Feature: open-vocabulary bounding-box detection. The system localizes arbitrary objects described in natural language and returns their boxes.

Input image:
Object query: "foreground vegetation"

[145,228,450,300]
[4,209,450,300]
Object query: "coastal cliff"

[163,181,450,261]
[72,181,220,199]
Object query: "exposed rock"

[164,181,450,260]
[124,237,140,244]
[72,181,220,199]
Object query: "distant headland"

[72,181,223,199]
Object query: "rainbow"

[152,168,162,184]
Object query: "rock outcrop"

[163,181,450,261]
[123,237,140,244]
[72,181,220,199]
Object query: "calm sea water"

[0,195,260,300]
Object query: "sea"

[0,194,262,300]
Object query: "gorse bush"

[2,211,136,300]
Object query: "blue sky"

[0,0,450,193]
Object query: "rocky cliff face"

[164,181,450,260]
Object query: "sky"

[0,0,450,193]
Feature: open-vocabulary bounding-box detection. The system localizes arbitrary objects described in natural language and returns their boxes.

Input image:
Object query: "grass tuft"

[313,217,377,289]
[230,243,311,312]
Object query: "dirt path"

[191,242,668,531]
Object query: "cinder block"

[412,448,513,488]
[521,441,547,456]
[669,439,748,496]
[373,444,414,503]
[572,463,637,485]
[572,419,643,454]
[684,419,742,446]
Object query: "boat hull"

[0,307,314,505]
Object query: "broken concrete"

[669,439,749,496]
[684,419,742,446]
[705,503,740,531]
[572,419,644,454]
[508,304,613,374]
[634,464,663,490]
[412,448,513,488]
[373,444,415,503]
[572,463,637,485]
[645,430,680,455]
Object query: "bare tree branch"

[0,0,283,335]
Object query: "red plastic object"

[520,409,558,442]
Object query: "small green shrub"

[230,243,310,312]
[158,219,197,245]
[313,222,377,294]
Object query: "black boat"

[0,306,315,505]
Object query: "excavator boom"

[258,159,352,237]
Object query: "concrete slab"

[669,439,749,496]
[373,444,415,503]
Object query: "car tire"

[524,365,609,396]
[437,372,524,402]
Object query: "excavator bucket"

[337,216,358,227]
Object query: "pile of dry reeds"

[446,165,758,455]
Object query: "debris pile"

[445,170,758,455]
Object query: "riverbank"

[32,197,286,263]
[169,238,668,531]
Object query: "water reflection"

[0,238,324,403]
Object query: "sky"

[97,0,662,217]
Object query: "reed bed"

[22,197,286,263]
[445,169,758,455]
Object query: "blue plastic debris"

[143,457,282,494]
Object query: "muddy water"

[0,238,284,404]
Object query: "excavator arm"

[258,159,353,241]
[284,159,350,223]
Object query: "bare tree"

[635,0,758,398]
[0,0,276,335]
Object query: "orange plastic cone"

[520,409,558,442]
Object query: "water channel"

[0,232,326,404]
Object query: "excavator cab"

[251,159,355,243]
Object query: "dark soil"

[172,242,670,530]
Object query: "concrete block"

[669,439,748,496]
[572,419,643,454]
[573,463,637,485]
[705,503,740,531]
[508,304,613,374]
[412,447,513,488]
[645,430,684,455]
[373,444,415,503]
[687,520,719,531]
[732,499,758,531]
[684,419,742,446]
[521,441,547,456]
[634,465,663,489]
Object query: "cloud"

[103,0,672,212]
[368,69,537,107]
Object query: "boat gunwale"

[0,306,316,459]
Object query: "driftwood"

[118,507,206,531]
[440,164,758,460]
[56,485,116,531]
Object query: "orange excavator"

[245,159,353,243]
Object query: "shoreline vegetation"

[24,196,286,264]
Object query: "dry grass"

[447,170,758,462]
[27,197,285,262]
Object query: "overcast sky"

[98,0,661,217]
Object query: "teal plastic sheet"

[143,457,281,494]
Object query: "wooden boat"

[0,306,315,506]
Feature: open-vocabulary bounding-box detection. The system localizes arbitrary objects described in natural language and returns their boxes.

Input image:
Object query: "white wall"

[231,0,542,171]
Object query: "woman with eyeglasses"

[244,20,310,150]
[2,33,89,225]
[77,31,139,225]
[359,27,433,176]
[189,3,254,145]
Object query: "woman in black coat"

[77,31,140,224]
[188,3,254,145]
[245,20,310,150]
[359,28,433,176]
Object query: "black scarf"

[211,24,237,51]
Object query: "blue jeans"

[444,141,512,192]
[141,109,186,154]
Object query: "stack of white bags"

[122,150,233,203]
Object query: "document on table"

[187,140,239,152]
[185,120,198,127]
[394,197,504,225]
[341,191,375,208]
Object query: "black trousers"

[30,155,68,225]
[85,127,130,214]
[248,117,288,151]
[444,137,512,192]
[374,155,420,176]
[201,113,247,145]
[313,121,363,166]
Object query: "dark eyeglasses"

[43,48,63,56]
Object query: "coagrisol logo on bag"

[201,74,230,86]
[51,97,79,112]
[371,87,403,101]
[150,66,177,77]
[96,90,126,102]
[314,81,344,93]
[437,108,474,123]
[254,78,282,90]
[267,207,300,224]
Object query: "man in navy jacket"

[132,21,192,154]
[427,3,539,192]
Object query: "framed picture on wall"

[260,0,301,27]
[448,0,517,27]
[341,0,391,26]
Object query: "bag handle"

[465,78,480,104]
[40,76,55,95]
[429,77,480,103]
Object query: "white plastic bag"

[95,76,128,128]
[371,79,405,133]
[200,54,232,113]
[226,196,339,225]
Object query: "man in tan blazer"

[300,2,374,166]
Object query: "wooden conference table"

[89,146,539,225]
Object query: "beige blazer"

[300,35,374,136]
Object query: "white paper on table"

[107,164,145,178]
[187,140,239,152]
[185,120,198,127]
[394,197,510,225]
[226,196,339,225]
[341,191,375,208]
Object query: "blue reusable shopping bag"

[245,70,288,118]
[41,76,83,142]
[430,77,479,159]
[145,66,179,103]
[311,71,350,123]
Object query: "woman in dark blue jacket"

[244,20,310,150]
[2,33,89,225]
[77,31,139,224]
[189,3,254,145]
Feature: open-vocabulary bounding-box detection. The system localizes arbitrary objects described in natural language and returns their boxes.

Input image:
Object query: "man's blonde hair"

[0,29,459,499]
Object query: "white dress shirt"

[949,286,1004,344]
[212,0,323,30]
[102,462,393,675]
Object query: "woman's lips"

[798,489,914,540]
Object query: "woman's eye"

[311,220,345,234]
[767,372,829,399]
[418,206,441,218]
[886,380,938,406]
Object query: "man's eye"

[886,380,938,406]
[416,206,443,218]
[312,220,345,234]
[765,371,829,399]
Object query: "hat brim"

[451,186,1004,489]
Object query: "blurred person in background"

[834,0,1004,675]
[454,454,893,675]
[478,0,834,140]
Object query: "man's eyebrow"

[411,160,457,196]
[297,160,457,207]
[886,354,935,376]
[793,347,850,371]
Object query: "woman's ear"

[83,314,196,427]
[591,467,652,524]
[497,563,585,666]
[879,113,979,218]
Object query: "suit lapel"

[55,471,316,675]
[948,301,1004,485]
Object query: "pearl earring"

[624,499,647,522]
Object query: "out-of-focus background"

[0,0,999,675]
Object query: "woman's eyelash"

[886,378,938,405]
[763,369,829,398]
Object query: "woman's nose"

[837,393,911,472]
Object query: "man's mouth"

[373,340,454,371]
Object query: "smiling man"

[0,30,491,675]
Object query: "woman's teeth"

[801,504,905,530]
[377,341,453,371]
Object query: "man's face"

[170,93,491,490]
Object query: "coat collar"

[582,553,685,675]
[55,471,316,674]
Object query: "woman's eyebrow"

++++++++++

_The exercise_
Pick out every line of the items that contains the word "cliff", and copy each one in full.

_Task output_
Object query: "coastal cliff"
Object query: "rocky cliff face"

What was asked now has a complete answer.